(Pointing dataset records)
- - -
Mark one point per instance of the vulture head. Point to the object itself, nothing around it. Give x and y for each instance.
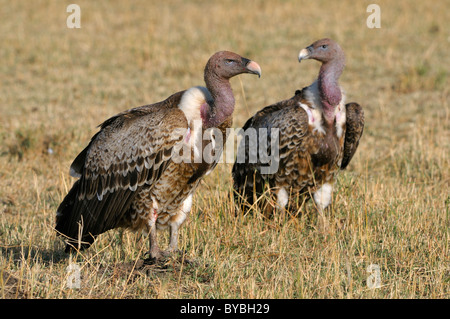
(226, 64)
(323, 50)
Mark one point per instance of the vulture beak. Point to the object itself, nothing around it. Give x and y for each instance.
(304, 54)
(252, 67)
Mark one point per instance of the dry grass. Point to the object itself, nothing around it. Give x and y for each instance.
(391, 207)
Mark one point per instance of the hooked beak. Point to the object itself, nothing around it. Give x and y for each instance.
(252, 67)
(304, 54)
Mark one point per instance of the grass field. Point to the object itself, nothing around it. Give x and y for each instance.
(390, 208)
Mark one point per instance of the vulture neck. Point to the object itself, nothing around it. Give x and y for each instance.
(330, 92)
(222, 105)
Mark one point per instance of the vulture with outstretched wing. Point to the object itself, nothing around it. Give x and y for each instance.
(141, 169)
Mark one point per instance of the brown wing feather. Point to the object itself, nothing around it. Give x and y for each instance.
(292, 122)
(130, 151)
(354, 130)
- - -
■ **What the task requires**
Convert all of the material above into a two-column CSV headed instruction and answer, with each row holding one instruction and its answer, every field in quotes and line breaks turned into spaces. Leave the pictures out.

■ **Written response**
instruction,answer
"Mark one point per instance of the vulture head. Point to the object itself, nothing around it. Give x and y for each instance.","(226, 64) (323, 50)"
"Mark one point per instance of the vulture beak. Point to the object itself, nothing around it. Give x and y for each instance.","(304, 54) (252, 67)"
"Mark one point per instance of the dry grass. Point to the object itself, nothing around it. Give x and y for each instance.","(391, 207)"
"Mark one point per instance of the hooked beak. Point to the object itself, nothing around it. Give x and y for each instance.","(252, 67) (304, 54)"
"Mark one point per instance of the grass field. Point to the object itself, nothing around it. Give x and y for each instance.","(390, 208)"
"Mark one point per instance of the vulture neck. Point to the object itself, nothing around it. Give x and y for each instance.","(330, 92) (222, 105)"
"Mark one point per instance of the vulture with outstretched wing. Point to the object itself, nothing around it. Give x and y for each instance.","(141, 169)"
"Mark one point per instance of the brown wing feather. Point to the object itself, nothing around it. Give x and y for each instance.","(292, 122) (130, 151) (354, 130)"